Required actions –
(1) In the Data Loader tip on adding columns and values, what must match when the two switches are used together?
(2) Continue the Data Loader tip on adding columns and values from where it stops.

::: Given text

Tip - Add additional columns (--additional_headers) and values (--additional_content) inline / on-the-fly without modifying your source data

lzhang · November 11, 2021, 4:17pm

Issue

There are cases when there is a requirement to add additional data, perhaps meta-data to the destination dataset that is being added to Snowflake without modifying the original source data file. Perhaps you need to include the source file name, source file created timestamp or any details that may be useful to you for enriching the dataset.

Solution

The Data Loader has two switches when used together to accomplish this capability:

--addditional_headers accepts a list (i.e. file_name file_date file_size) which are delimited by a space and is used to add column(s) to your destination dataset
--additional_content accepts a list (i.e… data1.csv 11-01-2021 4GB) which are delimited by a space and is used to add value(s) to your destination dataset

When the switches are used together, the number of list values provided to each switch must match. Meaning that if you provide 3 columns to the additional_headers switch then you must also provide 3 values to the additional_content switch.

::::::
::: Supplied information

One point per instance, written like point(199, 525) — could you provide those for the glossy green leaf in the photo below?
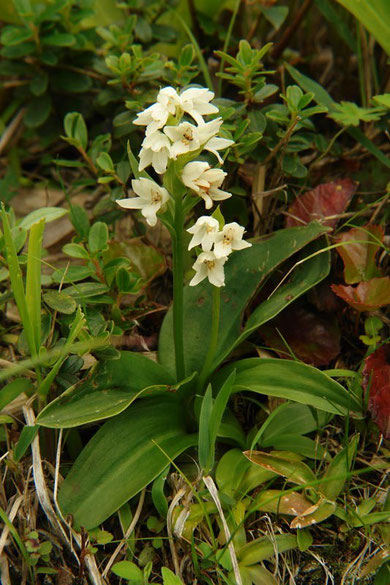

::::::

Written answers –
(1) The number of list values given to each switch must match.

(2)
Example 1 - running from command prompt / shell


flowobjects_data_loader.exe --file data.csv  --sf_username FLOWOBJECTS --sf_database FLOWOBJECTS --sf_schema PARKING_TICKET_EDW --sf_warehouse DEMO_WH --sf_role SYSADMIN --sf_table FACT_PARKING_TICKET --sf_file_format PARKING_TICKET_EDW.FF_CSV --sf_stage_type TABLE   --synchronous --additional_headers FILE_NAME --additional_content 'data1.csv'

Note: `--sf_account` and `--sf_password` switches are not provided in above example cli usage as they are being read from their environment variable equivalents.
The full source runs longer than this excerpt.